> **DIRECTIONS FOR THIS TASK**
Exact retyping of the data: please keep every word and drop each picture.

= = = = = = =

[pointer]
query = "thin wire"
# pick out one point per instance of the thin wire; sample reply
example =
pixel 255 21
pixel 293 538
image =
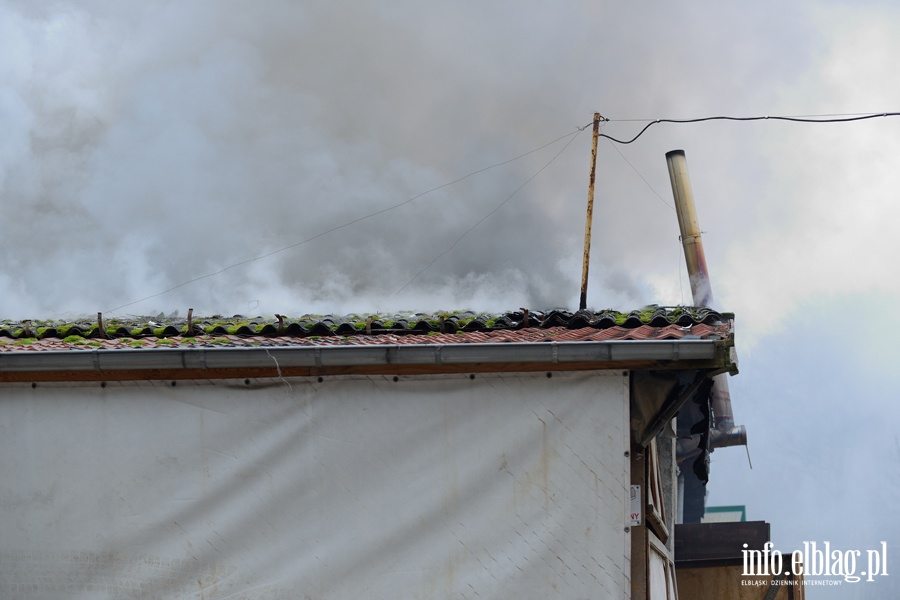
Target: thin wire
pixel 767 117
pixel 347 224
pixel 791 116
pixel 480 221
pixel 661 199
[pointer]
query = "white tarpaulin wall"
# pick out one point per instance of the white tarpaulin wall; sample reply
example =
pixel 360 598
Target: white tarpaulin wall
pixel 505 486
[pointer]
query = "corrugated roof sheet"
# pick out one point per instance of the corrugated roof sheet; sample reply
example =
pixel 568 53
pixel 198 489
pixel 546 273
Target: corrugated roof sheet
pixel 649 323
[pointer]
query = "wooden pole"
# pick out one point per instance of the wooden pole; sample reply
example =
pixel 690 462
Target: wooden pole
pixel 590 215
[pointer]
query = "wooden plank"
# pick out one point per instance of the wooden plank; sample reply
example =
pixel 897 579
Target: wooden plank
pixel 699 544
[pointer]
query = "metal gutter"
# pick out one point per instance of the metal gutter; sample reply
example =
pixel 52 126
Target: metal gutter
pixel 715 352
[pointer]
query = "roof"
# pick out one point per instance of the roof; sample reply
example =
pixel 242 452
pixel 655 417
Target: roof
pixel 652 322
pixel 658 337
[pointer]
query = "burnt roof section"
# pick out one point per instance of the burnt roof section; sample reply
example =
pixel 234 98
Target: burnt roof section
pixel 523 326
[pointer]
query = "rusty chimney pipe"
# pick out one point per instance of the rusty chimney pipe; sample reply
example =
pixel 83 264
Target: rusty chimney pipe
pixel 724 433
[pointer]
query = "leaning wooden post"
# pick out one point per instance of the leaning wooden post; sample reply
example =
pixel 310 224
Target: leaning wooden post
pixel 590 215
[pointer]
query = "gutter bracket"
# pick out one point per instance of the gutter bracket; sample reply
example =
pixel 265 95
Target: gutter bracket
pixel 673 404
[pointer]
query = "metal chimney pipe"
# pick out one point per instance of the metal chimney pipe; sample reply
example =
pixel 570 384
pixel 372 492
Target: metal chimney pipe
pixel 724 433
pixel 690 228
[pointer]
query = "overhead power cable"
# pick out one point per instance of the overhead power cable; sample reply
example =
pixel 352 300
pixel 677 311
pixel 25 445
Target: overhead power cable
pixel 484 218
pixel 357 220
pixel 800 119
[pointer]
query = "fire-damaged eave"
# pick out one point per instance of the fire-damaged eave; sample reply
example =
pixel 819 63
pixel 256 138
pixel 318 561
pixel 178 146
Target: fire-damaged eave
pixel 715 355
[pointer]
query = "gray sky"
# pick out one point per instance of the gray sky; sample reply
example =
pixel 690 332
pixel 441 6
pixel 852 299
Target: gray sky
pixel 148 144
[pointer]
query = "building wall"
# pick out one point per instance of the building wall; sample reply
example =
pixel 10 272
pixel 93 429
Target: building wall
pixel 501 486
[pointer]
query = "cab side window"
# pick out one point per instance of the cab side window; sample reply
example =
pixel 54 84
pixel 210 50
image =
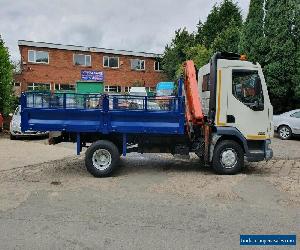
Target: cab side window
pixel 246 87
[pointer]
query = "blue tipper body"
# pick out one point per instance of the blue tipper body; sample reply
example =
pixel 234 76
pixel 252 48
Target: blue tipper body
pixel 83 113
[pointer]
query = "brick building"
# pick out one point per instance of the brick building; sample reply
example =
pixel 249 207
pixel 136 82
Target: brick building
pixel 59 67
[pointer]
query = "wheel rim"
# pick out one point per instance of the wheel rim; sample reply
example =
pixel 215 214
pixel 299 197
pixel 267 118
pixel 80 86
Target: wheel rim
pixel 284 132
pixel 228 158
pixel 101 159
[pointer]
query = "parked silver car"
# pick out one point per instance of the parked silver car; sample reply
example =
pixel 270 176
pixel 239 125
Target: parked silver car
pixel 15 127
pixel 287 124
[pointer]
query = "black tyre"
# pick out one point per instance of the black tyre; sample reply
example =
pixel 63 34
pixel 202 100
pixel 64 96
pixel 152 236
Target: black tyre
pixel 102 158
pixel 284 132
pixel 228 157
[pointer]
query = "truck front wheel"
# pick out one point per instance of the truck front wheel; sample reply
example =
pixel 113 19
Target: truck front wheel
pixel 102 158
pixel 228 157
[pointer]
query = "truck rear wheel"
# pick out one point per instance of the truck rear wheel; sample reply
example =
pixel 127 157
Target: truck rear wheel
pixel 102 158
pixel 228 157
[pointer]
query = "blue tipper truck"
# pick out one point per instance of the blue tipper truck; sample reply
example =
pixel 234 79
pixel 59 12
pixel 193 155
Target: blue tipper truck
pixel 113 125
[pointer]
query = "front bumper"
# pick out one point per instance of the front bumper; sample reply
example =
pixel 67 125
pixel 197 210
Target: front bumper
pixel 262 154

= = = = = = =

> **ANSWER TO THIS EXERCISE**
[pointer]
query = "thin wire"
# pick out one point per instance of the thin wire; sample reply
example =
pixel 255 21
pixel 293 538
image =
Target: thin wire
pixel 767 117
pixel 347 224
pixel 791 116
pixel 480 221
pixel 661 199
[pointer]
query = "white tarpaulin wall"
# pick out one point per instance of the white tarpaulin wall; sample reply
example =
pixel 360 598
Target: white tarpaulin wall
pixel 505 486
[pointer]
query = "corrugated roof sheet"
# pick out one point per instance of the corrugated roof sheet; sample reply
example =
pixel 568 53
pixel 198 489
pixel 546 273
Target: corrugated roof sheet
pixel 649 323
[pointer]
query = "wooden pole"
# pick out one point per instance of the wooden pole; sample reply
example =
pixel 690 462
Target: wooden pole
pixel 590 215
[pointer]
query = "wooden plank"
# pick out one point per instance of the wooden plank; sample reply
example =
pixel 897 579
Target: wooden plank
pixel 699 544
[pointer]
query = "metal gutter"
# pick out one point per instance of the metal gutter; sample reply
example =
pixel 52 126
Target: metal gutter
pixel 715 352
[pointer]
query = "roof"
# pick out one point per instance of the roof; sample reply
example =
pixel 242 452
pixel 655 417
Target: roof
pixel 652 322
pixel 658 337
[pointer]
query = "burnt roof section"
# pick out one point per instance of the burnt roof section; sample reply
example =
pixel 234 98
Target: burnt roof section
pixel 523 326
[pointer]
query = "rusty chimney pipe"
# pick out one point per instance of the rusty chimney pipe; sample reply
example =
pixel 83 264
Target: rusty chimney pipe
pixel 724 433
[pointer]
query = "leaning wooden post"
# pick out one point per instance of the leaning wooden post; sample reply
example =
pixel 310 224
Target: leaning wooden post
pixel 590 215
[pointer]
query = "gutter bracket"
# pick out one point per instance of the gutter bracket; sample reply
example =
pixel 265 95
Target: gutter bracket
pixel 673 404
[pointer]
query = "metal chimney pipe"
# pick out one point per instance of the metal chimney pipe; sample reply
example =
pixel 570 384
pixel 372 492
Target: metal chimney pipe
pixel 724 433
pixel 690 228
[pointer]
query = "overhead power cable"
# pick out one point per instance of the overhead power cable; sample reply
example =
pixel 352 300
pixel 677 311
pixel 25 445
Target: overhead power cable
pixel 484 218
pixel 357 220
pixel 800 119
[pointer]
query = "fire-damaged eave"
# pick out one point per instance of the fire-damaged eave; sample reply
example =
pixel 819 63
pixel 256 138
pixel 318 561
pixel 178 146
Target: fire-damaged eave
pixel 715 355
[pointer]
query = "gray sky"
# pick out one point per instance of the gray sky; sample reply
example =
pixel 690 332
pixel 441 6
pixel 852 299
Target: gray sky
pixel 148 144
[pointer]
query = "building wall"
# pick out one point per instance of the building wall; sample reply
example =
pixel 10 272
pixel 93 429
Target: building wall
pixel 501 486
[pointer]
query = "cab side window"
# pick out one point per instance of the cab side window; sample reply
example =
pixel 54 84
pixel 210 50
image =
Target: cab side window
pixel 246 87
[pointer]
query = "blue tipper body"
# pick out one point per instance of the blue tipper body; sample reply
example =
pixel 234 76
pixel 252 48
Target: blue tipper body
pixel 83 113
[pointer]
query = "brick building"
# pick out one point per instance of the brick building; sample reply
example =
pixel 249 207
pixel 136 82
Target: brick building
pixel 59 67
[pointer]
query = "wheel rim"
# pick out one point per instance of the wheel rim; sample reply
example =
pixel 215 214
pixel 299 197
pixel 267 118
pixel 80 86
Target: wheel rim
pixel 284 132
pixel 228 158
pixel 101 159
[pointer]
query = "parked silver car"
# pick out one point per instance of the parked silver car; sample reply
example =
pixel 270 176
pixel 239 125
Target: parked silver car
pixel 15 127
pixel 287 124
[pointer]
query = "black tyre"
# pick out one point per instance of the black tyre; sample reply
example =
pixel 63 34
pixel 202 100
pixel 64 96
pixel 152 236
Target: black tyre
pixel 102 158
pixel 284 132
pixel 228 157
[pointer]
query = "truck front wheel"
# pick out one point per instance of the truck front wheel; sample reply
example =
pixel 113 19
Target: truck front wheel
pixel 102 158
pixel 228 157
[pointer]
query = "truck rear wheel"
# pick out one point per instance of the truck rear wheel; sample reply
example =
pixel 127 157
Target: truck rear wheel
pixel 102 158
pixel 228 157
[pointer]
query = "blue tipper truck"
# pick out one point per instance of the blue tipper truck; sample reply
example =
pixel 234 79
pixel 59 12
pixel 193 155
Target: blue tipper truck
pixel 113 125
[pointer]
query = "front bumper"
# pick out one point per instance of the front bumper; sample reply
example =
pixel 67 125
pixel 197 210
Target: front bumper
pixel 262 154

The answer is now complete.